* [Task description]: Repeat every entry word for word, skipping the pictures.

* [Record set]:
--- START ---

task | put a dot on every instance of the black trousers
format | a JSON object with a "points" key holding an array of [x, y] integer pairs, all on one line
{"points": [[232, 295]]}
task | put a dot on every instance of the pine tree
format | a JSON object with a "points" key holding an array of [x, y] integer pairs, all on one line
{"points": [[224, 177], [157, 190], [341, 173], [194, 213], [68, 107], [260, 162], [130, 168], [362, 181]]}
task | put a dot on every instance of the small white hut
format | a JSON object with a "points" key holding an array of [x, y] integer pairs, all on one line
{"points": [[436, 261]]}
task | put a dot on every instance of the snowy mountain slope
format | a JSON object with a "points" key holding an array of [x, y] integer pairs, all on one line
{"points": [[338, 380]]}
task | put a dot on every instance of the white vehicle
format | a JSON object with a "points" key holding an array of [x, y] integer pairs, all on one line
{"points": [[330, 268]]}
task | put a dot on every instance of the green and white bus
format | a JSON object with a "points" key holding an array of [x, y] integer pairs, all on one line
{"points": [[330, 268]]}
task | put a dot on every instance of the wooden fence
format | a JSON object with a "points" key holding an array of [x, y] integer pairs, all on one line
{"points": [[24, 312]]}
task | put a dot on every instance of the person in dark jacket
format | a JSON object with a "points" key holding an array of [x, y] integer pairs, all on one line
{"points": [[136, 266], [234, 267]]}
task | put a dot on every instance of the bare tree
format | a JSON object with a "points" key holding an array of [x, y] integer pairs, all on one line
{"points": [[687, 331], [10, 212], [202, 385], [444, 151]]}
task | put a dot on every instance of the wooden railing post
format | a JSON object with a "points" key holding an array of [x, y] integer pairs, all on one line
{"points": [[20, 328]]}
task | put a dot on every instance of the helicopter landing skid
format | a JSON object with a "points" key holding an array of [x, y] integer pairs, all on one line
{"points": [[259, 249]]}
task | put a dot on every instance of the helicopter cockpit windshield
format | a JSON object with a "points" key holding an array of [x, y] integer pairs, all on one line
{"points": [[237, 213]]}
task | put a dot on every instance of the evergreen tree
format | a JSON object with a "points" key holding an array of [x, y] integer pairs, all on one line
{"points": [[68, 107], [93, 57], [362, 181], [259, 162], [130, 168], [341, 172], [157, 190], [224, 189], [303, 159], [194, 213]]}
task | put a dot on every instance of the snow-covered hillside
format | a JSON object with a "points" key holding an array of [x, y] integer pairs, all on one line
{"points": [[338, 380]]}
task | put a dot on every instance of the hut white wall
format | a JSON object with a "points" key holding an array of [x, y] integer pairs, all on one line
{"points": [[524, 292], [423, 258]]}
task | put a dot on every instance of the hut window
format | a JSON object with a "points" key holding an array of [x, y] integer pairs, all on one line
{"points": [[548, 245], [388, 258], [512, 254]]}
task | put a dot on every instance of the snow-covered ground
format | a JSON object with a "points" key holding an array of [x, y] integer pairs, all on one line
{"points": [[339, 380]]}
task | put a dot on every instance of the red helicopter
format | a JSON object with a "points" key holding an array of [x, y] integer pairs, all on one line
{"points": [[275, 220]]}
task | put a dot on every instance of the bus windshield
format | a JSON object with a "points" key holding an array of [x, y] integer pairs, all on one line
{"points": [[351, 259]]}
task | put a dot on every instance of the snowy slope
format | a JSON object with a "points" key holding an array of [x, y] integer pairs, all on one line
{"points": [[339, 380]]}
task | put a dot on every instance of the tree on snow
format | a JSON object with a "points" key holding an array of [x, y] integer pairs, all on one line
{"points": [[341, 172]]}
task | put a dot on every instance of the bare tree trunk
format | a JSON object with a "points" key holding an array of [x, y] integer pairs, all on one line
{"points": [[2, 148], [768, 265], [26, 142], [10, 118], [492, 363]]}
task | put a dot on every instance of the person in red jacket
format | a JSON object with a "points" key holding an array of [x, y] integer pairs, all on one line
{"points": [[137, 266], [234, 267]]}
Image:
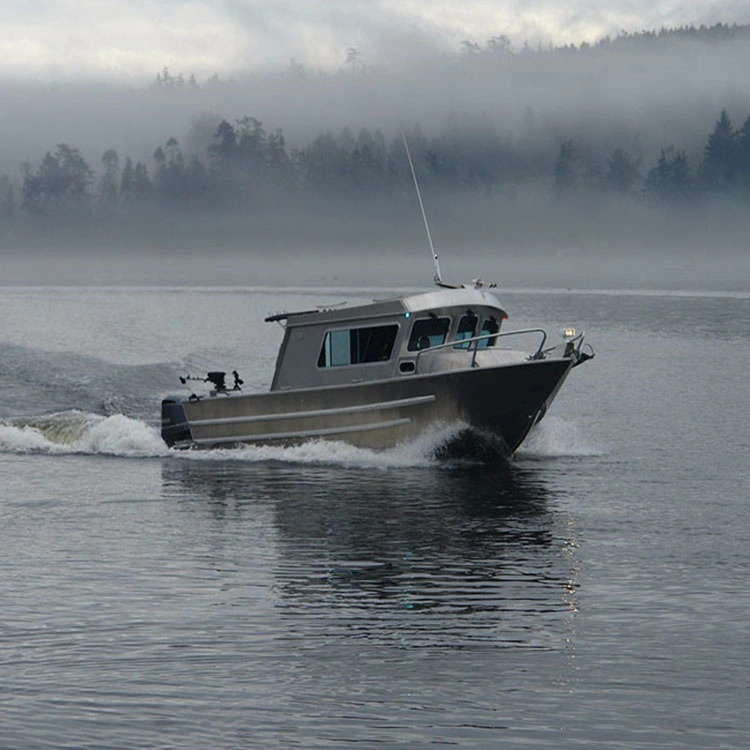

--- END ---

* [Result]:
task | put a dot on every instance of the black trousers
format | a JSON object with a "points" key holding an array of [x, y] integer pairs, all on one line
{"points": [[232, 295]]}
task | put a dot on every instance of the pine tree
format | a JSON object with a "points" key holding an array of [x, y] integer pairs, all on one line
{"points": [[224, 177], [157, 190], [341, 173], [194, 213], [68, 107], [260, 162], [130, 168], [362, 181]]}
task | put a dot on every instance of the small white hut
format | a JSON object with a "points" key holding an array of [x, y] integer pairs, all on one line
{"points": [[436, 261]]}
task | put a dot on every instance of the snowy mountain slope
format | a JSON object with a "points" key holding an array of [x, y] integer pairs, all on one line
{"points": [[338, 380]]}
task | put a dot on every instance of the white vehicle
format | a JSON object with a "points" key holding an array of [x, y] integer pairs, all on one line
{"points": [[330, 268]]}
task | put a dot on every instance of the green and white bus
format | a JSON object with a "points" key holding an array of [x, y] integer pairs, all on one line
{"points": [[330, 268]]}
task | put a dot on every instance of the wooden fence
format | a JSON object with a "points" key holding an array of [x, y] integer pairs, all on one line
{"points": [[24, 312]]}
task | put a dot on every instance of the person in dark jacket
format | a JSON object with a "points" key holding an array of [x, y] integer pairs, all on one line
{"points": [[136, 266], [234, 267]]}
task | put a dot on every instance of the bare tree
format | a JSON object with a "points" key holding an array of [x, y] integer pairs, all on one line
{"points": [[687, 331], [10, 212], [202, 385], [444, 151]]}
task | put a dot on every instance of the wooden railing post
format | a JSON object with a "points" key holding an array of [x, y] integer pairs, all on one line
{"points": [[20, 328]]}
task | put a dot on every instance of the helicopter landing skid
format | a JSON object with a "points" key holding an array of [x, y] integer pairs, all on one line
{"points": [[259, 249]]}
task | put a dot on every instance of the helicopter cockpit windshield
format | a JSON object with a "points" key holding an array of [x, y] integer pairs, all on one line
{"points": [[237, 213]]}
task | put a dot on every instance of the evergreen tree
format | a JSON object with a "points" key holding an array of [x, y] integer pairs, all on one line
{"points": [[68, 107], [93, 57], [362, 181], [259, 162], [130, 168], [341, 172], [157, 190], [224, 189], [303, 159], [194, 213]]}
task | put a dot on every instance of the snow-covered hillside
format | a JSON object with a "points" key holding an array of [x, y] integer pairs, all on one line
{"points": [[338, 380]]}
task | put a dot on every instance of the hut white wall
format | a JSON object with a "points" key holding an array of [x, y] integer pairs, all on one line
{"points": [[524, 292], [423, 258]]}
task | put a dot on every instance of the hut window
format | a JSON object with a "points" key holding an array of [x, y] integer pairs, all on one line
{"points": [[548, 245], [388, 258], [512, 254]]}
task | put a dot on every instance of the snow-covered ground
format | a JSON object with a "points" key holding an array of [x, y] integer pairs, all on one line
{"points": [[339, 380]]}
task | put a dot on every instance of the red helicopter
format | a JSON object with a "points" key holding an array of [x, y] integer pairs, all on one line
{"points": [[275, 220]]}
task | put a dot on every instance of the bus windshield
format | a JSON object with a "points" key holding an array of [x, y] integer pairs, all on one line
{"points": [[351, 259]]}
task | put a dot on every instance of the snowy slope
format | a JSON object with a "points" key holding an array of [x, y] integer pairs, all on one line
{"points": [[339, 380]]}
task | put a dot on every instance of the tree on snow
format | a JSON object with a "points" key holding an array of [x, y] integer pairs, all on one line
{"points": [[341, 172]]}
task | put a dot on every instance of the bare tree trunk
format | a JSON object with a "points" key holding an array of [x, y] integer pairs, all on one line
{"points": [[2, 148], [768, 265], [26, 142], [10, 118], [492, 363]]}
task | put a dot on every instance of the person in red jacket
format | a JSON object with a "points" key holding an array of [x, y] integer pairs, all on one line
{"points": [[137, 266], [234, 267]]}
Image:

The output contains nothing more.